- [Instructions for the task] In the records below, copy the line that contains "the green foliage" and each line after it, word for word, through the last.

- [Dataset excerpts]
+ + + + +

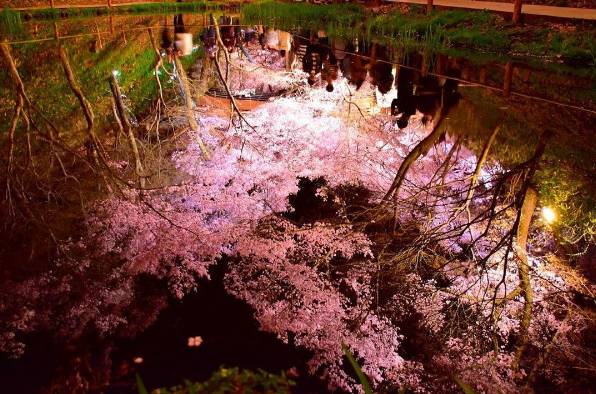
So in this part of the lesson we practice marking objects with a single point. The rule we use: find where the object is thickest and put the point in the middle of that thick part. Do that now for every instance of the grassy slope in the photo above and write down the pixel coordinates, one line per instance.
(476, 31)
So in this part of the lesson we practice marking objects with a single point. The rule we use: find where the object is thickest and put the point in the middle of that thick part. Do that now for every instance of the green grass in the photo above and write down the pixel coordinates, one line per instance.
(475, 31)
(135, 9)
(10, 23)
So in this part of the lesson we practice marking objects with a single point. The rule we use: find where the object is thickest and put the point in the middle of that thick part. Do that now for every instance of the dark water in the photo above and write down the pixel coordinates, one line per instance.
(531, 94)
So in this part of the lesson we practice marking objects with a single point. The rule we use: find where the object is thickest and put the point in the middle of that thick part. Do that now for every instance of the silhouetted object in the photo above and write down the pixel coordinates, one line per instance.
(381, 69)
(354, 66)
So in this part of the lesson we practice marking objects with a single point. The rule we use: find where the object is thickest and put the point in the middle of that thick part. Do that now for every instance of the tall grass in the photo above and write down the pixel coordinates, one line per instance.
(133, 9)
(10, 23)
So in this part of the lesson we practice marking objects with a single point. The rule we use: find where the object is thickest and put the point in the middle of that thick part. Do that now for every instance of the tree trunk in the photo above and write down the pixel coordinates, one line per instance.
(507, 76)
(516, 11)
(414, 154)
(127, 129)
(480, 163)
(527, 209)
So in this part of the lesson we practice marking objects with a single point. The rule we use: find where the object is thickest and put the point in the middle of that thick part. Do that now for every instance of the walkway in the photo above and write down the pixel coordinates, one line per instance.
(528, 9)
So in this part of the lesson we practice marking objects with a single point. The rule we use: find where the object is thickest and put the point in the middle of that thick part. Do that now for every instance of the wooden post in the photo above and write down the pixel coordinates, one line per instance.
(517, 11)
(482, 75)
(507, 79)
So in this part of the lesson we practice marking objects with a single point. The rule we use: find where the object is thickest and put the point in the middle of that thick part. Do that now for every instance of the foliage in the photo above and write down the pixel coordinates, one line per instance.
(133, 9)
(235, 380)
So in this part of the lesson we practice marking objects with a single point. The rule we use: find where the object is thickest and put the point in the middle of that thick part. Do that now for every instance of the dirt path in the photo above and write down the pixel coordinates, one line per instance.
(528, 9)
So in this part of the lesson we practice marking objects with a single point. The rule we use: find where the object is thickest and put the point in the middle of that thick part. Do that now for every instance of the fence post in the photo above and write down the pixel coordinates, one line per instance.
(517, 11)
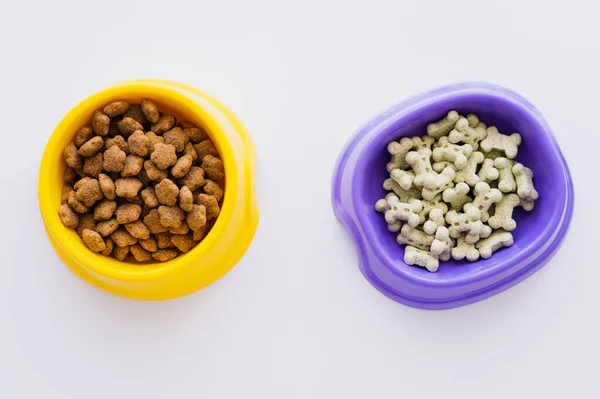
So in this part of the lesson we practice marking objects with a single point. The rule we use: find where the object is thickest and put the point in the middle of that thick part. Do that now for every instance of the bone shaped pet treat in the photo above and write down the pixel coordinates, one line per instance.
(457, 154)
(415, 256)
(504, 210)
(498, 239)
(444, 126)
(498, 141)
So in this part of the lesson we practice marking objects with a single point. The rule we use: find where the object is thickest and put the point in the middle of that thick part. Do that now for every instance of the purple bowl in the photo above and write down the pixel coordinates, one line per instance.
(360, 172)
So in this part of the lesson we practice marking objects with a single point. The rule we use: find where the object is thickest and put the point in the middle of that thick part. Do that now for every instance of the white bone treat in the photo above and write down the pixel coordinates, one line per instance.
(488, 173)
(468, 222)
(468, 174)
(485, 197)
(457, 154)
(499, 239)
(463, 132)
(415, 256)
(420, 161)
(398, 150)
(502, 219)
(464, 250)
(403, 177)
(442, 244)
(436, 183)
(458, 196)
(428, 206)
(524, 178)
(414, 237)
(436, 220)
(527, 204)
(404, 195)
(506, 181)
(498, 141)
(443, 126)
(439, 166)
(403, 212)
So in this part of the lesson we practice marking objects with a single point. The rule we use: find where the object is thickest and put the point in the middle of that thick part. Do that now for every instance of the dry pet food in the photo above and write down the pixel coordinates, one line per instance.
(142, 186)
(452, 193)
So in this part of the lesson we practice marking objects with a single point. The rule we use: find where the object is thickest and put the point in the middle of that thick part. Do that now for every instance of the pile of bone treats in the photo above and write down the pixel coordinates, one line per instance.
(453, 191)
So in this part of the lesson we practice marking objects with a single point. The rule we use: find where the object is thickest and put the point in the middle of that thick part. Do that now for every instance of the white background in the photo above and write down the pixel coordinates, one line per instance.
(295, 318)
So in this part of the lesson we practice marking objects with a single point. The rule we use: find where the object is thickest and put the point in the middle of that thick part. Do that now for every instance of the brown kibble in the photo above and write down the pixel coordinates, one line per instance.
(205, 148)
(165, 255)
(70, 175)
(100, 123)
(164, 155)
(135, 113)
(72, 157)
(128, 187)
(163, 240)
(118, 141)
(193, 179)
(133, 165)
(138, 229)
(128, 126)
(195, 135)
(154, 139)
(74, 203)
(165, 123)
(150, 111)
(211, 204)
(93, 241)
(153, 172)
(177, 138)
(116, 108)
(120, 253)
(183, 229)
(149, 244)
(109, 247)
(189, 150)
(212, 188)
(68, 216)
(139, 253)
(182, 167)
(167, 192)
(213, 167)
(128, 213)
(108, 227)
(107, 186)
(183, 242)
(171, 216)
(89, 192)
(122, 238)
(149, 197)
(83, 135)
(186, 199)
(105, 210)
(92, 166)
(86, 221)
(152, 221)
(139, 143)
(91, 146)
(197, 217)
(201, 233)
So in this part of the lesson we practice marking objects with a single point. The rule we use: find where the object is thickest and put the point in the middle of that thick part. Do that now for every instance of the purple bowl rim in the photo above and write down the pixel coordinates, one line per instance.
(378, 124)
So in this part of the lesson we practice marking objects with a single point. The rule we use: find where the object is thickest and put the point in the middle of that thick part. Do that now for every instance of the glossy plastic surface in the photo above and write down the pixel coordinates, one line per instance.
(357, 185)
(208, 261)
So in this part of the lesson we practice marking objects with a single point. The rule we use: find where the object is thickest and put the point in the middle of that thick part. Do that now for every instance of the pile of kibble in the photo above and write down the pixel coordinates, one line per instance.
(141, 182)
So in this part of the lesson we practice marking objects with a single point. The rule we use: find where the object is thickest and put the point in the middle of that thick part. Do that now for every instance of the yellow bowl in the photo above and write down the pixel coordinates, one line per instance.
(209, 260)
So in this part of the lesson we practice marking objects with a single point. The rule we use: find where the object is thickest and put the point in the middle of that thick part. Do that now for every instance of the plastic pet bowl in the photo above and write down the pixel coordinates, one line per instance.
(360, 172)
(210, 259)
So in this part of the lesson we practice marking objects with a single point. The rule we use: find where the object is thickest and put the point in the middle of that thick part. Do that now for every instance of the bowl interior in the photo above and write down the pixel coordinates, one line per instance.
(53, 166)
(537, 152)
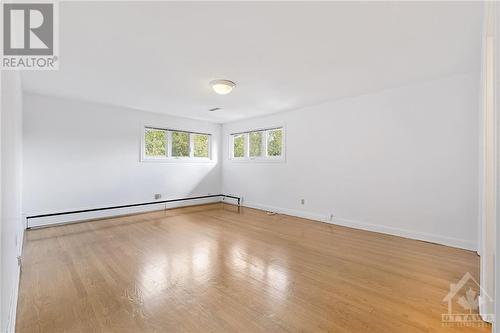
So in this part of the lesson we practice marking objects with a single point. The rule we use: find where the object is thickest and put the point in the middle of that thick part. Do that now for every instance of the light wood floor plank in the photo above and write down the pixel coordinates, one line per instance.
(217, 268)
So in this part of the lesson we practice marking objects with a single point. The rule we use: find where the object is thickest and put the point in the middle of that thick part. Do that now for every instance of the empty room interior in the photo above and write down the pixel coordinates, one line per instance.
(249, 166)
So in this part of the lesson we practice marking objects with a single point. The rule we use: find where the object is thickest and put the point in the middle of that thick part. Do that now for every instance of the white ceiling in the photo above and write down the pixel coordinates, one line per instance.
(160, 56)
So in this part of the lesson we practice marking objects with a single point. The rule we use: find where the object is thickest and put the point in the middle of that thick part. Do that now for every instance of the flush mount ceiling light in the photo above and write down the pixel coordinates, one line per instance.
(222, 87)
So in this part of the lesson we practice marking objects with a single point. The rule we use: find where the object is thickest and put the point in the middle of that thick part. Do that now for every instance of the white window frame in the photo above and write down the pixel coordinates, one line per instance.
(169, 158)
(264, 158)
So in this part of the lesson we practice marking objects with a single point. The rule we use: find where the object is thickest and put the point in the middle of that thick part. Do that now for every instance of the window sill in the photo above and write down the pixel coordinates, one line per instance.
(257, 160)
(187, 160)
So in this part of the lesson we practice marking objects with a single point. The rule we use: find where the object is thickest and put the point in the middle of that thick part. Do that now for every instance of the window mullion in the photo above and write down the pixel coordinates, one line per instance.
(169, 143)
(191, 145)
(265, 144)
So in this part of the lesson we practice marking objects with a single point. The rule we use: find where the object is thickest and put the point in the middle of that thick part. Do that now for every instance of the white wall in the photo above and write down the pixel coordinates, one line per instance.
(401, 161)
(10, 193)
(80, 155)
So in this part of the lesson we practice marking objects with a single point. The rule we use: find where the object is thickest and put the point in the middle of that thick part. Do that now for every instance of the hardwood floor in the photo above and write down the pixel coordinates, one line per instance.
(213, 269)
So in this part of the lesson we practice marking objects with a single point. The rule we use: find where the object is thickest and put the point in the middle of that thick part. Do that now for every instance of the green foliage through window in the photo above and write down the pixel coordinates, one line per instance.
(255, 144)
(239, 146)
(155, 143)
(180, 144)
(274, 142)
(200, 142)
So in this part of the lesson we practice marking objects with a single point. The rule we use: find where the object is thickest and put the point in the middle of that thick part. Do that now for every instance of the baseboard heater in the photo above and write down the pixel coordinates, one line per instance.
(129, 206)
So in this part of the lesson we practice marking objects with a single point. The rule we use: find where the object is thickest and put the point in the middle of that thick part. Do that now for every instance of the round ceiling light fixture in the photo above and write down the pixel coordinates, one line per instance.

+ + + + +

- [The completed task]
So in this part of the lesson we practice marking objects with a single point. The rule we use: find where the object is thickest and put the point in the middle of that thick part. Do that now for every instance of the green foliage through window in the photo above and write down the pixel coordinates, one line per instance.
(255, 144)
(239, 146)
(155, 143)
(180, 144)
(274, 142)
(200, 142)
So in this part of the lesson we practice marking objects with a single point. The rule we use: find where the object is thickest and put the point in the middle of that thick part. Do that now for every instance of the baseboard heater in the photo above and write down the pixel coordinates, one line per instance.
(129, 206)
So in this part of the lesson we practice marking objects with a single point. The rule we use: find where the object is thickest and put the point in the middle of that thick part. Do that now for every instance of the round ceiling light fixture in the photo above and write down the pixel coordinates, one line per instance.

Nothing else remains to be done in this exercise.